### ASSIGNED TASK
Exactly retype the lines of the material from its first line to the line with "the tree as one point", including both.

### RECORDS SUPPLIED
※ ※ ※

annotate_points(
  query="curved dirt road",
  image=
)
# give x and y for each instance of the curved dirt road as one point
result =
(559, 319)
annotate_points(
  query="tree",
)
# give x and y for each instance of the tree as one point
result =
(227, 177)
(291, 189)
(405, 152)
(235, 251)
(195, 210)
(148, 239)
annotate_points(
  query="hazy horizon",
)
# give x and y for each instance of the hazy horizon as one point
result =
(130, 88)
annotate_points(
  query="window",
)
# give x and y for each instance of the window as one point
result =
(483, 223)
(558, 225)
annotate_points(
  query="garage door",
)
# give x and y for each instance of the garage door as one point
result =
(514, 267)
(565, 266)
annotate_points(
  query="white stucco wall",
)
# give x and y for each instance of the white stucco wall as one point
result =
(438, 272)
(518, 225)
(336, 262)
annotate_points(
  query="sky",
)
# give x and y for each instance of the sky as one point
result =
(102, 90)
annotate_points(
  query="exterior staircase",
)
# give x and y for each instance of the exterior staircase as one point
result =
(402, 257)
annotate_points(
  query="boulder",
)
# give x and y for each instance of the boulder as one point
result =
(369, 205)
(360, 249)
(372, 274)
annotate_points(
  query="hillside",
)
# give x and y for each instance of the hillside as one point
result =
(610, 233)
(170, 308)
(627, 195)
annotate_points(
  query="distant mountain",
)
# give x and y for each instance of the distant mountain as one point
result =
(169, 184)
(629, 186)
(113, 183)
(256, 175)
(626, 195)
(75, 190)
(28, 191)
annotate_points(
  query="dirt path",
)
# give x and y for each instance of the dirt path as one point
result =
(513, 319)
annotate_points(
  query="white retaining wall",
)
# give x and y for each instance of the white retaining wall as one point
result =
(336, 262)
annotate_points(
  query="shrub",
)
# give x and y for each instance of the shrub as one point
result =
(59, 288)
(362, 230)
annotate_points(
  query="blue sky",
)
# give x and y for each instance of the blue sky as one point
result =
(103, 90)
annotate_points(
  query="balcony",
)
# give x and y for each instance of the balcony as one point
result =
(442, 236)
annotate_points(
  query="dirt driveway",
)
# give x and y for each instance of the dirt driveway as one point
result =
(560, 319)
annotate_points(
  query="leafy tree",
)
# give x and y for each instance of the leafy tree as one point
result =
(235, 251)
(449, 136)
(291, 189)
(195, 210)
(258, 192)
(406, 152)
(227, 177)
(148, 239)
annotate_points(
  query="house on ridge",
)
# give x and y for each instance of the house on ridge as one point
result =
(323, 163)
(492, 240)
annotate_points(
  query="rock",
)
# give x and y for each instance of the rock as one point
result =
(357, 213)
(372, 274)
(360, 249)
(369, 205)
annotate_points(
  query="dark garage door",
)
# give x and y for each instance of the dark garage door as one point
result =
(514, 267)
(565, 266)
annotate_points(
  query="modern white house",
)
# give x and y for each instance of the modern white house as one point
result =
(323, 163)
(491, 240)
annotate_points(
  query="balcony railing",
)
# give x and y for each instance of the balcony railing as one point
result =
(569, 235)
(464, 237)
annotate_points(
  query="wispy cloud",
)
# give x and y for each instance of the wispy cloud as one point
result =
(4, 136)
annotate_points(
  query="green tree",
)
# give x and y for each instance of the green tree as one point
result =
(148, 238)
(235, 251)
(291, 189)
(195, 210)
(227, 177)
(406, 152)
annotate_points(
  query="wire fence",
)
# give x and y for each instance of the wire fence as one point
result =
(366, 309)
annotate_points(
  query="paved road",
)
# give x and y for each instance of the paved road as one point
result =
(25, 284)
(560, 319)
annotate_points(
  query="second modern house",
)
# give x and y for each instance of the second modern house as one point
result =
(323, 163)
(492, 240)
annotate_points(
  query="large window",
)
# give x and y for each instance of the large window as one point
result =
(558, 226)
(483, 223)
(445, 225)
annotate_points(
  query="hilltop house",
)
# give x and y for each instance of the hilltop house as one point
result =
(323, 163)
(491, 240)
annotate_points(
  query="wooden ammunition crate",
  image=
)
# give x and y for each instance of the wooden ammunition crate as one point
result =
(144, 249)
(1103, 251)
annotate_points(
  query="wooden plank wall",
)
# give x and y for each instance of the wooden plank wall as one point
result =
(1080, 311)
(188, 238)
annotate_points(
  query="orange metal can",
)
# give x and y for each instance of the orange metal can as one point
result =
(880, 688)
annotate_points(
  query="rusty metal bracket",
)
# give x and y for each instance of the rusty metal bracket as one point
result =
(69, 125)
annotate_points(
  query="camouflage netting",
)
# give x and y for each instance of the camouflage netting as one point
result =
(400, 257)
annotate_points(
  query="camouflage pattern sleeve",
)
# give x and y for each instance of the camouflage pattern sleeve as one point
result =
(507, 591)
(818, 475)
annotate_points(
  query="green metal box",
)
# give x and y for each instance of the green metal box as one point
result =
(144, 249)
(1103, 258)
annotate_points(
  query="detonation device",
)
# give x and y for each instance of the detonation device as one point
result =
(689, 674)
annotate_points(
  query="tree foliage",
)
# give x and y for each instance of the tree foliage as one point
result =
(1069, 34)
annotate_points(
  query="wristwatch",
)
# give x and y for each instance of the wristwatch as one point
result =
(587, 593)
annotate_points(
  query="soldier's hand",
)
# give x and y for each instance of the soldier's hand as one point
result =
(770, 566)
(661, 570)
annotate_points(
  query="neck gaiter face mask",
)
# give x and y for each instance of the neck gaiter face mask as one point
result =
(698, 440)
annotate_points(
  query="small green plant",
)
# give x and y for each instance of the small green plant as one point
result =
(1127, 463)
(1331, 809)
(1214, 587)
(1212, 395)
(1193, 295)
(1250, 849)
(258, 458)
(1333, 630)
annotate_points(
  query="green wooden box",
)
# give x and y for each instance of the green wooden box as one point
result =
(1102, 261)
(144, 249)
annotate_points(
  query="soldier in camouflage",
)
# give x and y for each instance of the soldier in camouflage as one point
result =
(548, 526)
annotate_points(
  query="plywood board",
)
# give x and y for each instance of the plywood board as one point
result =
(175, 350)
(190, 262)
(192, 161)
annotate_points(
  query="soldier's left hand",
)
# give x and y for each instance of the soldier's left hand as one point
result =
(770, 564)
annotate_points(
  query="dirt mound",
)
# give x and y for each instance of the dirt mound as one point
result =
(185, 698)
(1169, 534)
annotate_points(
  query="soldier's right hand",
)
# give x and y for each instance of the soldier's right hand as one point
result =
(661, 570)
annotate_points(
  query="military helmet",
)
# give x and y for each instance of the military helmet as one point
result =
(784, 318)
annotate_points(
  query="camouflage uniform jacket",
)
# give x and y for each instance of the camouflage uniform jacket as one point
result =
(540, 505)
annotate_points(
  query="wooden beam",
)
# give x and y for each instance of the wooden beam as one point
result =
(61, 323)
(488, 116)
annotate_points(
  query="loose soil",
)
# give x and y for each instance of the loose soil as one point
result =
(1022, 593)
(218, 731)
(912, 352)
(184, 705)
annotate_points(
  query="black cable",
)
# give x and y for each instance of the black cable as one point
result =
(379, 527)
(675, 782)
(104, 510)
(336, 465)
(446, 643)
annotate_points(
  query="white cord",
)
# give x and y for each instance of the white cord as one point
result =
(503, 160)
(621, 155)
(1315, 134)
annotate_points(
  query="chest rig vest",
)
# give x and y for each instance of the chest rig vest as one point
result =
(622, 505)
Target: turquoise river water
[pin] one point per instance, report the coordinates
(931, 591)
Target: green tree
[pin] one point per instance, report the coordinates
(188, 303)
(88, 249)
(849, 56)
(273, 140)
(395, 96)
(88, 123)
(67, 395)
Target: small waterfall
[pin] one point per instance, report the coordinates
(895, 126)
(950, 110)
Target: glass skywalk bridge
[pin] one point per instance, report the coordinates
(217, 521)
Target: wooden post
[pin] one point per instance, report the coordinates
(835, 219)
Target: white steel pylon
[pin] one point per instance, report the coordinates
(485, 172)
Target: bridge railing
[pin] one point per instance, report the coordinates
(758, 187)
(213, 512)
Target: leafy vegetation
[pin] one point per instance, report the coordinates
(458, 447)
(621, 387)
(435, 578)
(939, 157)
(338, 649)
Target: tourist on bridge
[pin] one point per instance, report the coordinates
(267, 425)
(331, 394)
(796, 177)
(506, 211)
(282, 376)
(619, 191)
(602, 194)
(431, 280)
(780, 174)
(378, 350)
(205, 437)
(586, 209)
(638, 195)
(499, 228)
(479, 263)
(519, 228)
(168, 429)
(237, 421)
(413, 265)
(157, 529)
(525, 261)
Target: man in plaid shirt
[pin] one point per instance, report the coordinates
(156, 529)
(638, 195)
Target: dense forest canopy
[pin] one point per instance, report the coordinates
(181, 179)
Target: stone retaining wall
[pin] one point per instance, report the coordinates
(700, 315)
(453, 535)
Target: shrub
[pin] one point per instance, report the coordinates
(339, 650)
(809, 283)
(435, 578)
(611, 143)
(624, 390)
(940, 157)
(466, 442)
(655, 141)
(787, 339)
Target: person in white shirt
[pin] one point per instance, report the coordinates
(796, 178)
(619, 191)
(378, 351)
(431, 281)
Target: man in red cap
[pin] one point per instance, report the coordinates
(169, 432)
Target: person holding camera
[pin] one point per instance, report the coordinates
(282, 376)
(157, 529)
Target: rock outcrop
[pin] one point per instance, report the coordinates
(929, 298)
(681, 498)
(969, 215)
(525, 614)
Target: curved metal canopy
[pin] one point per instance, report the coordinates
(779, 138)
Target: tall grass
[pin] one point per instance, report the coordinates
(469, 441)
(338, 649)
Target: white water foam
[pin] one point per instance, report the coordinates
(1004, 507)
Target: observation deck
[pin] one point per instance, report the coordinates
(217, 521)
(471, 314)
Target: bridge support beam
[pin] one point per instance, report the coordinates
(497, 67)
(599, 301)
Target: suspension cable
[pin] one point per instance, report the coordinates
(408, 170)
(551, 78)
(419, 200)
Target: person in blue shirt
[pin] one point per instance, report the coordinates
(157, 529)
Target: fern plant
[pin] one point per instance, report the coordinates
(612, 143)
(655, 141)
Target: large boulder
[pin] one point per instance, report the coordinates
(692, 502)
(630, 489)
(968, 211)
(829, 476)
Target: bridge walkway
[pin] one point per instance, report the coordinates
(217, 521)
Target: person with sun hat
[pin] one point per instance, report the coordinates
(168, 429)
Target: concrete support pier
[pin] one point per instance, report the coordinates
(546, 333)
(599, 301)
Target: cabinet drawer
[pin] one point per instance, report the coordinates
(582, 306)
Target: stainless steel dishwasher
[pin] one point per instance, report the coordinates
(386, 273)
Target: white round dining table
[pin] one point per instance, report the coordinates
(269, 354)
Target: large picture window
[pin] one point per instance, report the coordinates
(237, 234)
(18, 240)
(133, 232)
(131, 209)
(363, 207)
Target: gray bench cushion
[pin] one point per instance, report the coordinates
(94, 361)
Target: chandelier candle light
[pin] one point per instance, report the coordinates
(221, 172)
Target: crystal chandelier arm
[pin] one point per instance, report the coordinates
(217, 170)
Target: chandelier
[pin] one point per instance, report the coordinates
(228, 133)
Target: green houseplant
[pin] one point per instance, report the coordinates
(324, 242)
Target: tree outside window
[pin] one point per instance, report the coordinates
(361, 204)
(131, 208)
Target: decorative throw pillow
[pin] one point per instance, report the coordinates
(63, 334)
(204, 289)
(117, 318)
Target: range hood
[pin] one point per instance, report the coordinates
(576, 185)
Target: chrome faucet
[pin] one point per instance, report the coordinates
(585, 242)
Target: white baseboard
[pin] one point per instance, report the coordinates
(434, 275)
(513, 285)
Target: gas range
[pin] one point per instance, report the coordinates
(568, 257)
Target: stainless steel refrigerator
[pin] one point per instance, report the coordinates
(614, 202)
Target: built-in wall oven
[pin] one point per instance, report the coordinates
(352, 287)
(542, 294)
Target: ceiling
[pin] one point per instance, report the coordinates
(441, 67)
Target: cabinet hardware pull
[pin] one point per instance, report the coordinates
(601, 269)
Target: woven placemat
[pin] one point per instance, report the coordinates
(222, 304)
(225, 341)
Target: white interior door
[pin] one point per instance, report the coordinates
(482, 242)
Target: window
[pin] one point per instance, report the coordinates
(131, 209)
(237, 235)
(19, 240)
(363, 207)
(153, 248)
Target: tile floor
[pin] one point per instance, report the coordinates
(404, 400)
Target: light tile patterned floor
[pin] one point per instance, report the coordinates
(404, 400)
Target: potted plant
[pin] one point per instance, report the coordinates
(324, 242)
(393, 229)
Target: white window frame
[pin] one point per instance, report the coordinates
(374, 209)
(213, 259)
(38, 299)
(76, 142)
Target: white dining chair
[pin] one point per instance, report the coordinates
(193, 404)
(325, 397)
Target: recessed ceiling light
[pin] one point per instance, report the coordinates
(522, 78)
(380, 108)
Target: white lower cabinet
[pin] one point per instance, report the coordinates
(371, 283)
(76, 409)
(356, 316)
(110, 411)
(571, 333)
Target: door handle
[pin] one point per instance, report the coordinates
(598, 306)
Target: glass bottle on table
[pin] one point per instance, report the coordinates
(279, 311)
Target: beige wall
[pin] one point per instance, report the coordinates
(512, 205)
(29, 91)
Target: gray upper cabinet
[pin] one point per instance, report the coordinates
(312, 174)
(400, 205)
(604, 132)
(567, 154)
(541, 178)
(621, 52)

※ ※ ※

### ANSWER FOR THE TASK
annotate_points(
  query="curved dirt road",
  image=
)
# give x and y for each instance of the curved dirt road as one point
result =
(559, 319)
annotate_points(
  query="tree",
)
# give x and y for each instance of the tree as one point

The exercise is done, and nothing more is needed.